■ EXTRACT PROVIDED:
◇ ◇ ◇ ◇ ◇ ◇ ◇
Opinion
20-cv-175-PB
09-22-2023
Opinion No. 2023 DNH 117
ORDER
Paul J. Barbadoro, United States District Judge.
Defendant Somatics, LLC has filed a motion based on Federal Rule of Civil Procedure 35 to compel a mental examination of plaintiff Diane O'Neil. O'Neil asks me to deny the motion because Somatics, without good cause, waited more than a year after the expert disclosure deadline had passed to request the examination.
I. ANALYSIS
Rule 35 authorizes a court to order a party to submit to a mental or physical examination. The order “may be made only on motion for good cause” and the party requesting the examination must “specify the time, place, manner, conditions, and scope of the examination, as well as the person or persons who will perform it.” Fed.R.Civ.P. 35. The rule does not set a time by which a motion for a mental or physical examination must be filed, but most courts have concluded that the rule should be read in conjunction with the timing rule for expert disclosures established by Federal Rule of Civil Procedure 26(a)(2)(D). See, e.g., Diaz v. Con-Way Truckload, Inc., 279 F.R.D. 412, 421 (S.D. Tex. 2012); Rodriguez v. GEICO Gen. Ins. Co., No. 6:19-cv-1862-ORL-40GJK, 2020 WL 5983334 at *1 (M.D. Fla. June 25, 2020); Minnard v. Rotech Healthcare Inc., No. S-06-1460 GEB GGH, 2008 WL 150502 at *2 (E.D. Cal. Jan. 15, 2008). But see Waggoner v. Ohio Cent. R.R., Inc., 242 F.R.D. 413, 414 (S.D. Ohio 2007) (concluding that Rule 35 and Rule 26(a)(2) operate independently).
Rule 26(a)(2)(D) requires a party who plans to call an expert as a witness to make certain disclosures “at the times and in the sequence that the court orders.” Fed.R.Civ.P. 26(a)(2)(D). If an expert retained to conduct a Rule 35 examination is expected to testify, Rule 26(a)(2)(D) plainly applies. But even if the Rule 35 expert is not expected to testify, a failure to complete an examination prior to the expert disclosure deadline could wreak havoc on the case management process given that any Rule 35 examination will likely trigger supplemental disclosures and a need for additional depositions of testifying experts. In either case, a belated Rule 35 motion could undermine the carefully constructed case management plan the parties have relied on in preparing the case for trial. Accordingly, I agree with those courts that read Rule 35 in conjunction with the expert disclosure deadlines established by Rule 26.
◇ ◇ ◇ ◇ ◇ ◇ ◇
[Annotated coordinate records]

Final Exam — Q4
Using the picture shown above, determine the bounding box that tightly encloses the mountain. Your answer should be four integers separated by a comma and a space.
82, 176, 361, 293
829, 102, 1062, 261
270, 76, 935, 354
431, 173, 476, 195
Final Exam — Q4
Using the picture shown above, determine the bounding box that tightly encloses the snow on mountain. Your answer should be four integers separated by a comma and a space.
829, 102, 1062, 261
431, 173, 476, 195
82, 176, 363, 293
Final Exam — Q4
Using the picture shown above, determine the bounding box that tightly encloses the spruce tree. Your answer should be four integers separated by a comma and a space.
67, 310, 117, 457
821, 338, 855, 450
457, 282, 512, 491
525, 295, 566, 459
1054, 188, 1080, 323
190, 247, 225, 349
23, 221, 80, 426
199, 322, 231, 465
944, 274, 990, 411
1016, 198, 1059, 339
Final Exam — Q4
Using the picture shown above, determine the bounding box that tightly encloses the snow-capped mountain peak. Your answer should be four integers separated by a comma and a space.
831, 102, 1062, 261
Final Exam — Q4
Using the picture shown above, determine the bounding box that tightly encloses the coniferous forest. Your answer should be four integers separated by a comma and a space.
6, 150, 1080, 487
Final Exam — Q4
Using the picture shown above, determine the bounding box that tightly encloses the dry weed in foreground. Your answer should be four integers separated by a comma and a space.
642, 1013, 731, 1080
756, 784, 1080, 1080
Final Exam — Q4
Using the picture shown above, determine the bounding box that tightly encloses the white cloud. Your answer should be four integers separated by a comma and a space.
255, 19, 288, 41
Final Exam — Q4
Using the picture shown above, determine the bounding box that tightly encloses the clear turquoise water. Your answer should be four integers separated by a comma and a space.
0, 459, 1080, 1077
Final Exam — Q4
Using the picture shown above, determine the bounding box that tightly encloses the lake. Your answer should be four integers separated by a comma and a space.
◇ ◇ ◇ ◇ ◇ ◇ ◇
■ INSTRUCTIONS:
a – Condense the paragraph of the order that begins "Rule 26(a)(2)(D) requires a party" into a short bulleted list that preserves its main facts.
b – Return, word for word, the stretch of the order from "Defendant Somatics, LLC" through "request the examination.".
The data are not required for any of this work.

■ OUTPUTS FOR THE TASKS:
a –
- Rule 26(a)(2)(D) requires a party planning to call an expert witness to make certain disclosures at the times and in the sequence the court orders.
- If an expert retained for a Rule 35 examination is expected to testify, Rule 26(a)(2)(D) plainly applies.
- Even if the Rule 35 expert is not expected to testify, failing to complete the examination before the expert disclosure deadline could disrupt case management. The examination will likely trigger supplemental disclosures and additional depositions of testifying experts.
- In either case, a belated Rule 35 motion could undermine the case management plan the parties have relied on in preparing for trial.
- The judge therefore agrees with the courts that read Rule 35 together with the expert disclosure deadlines established by Rule 26.

b –
Defendant Somatics, LLC has filed a motion based on Federal Rule of Civil Procedure 35 to compel a mental examination of plaintiff Diane O'Neil. O'Neil asks me to deny the motion because Somatics, without good cause, waited more than a year after the expert disclosure deadline had passed to request the examination.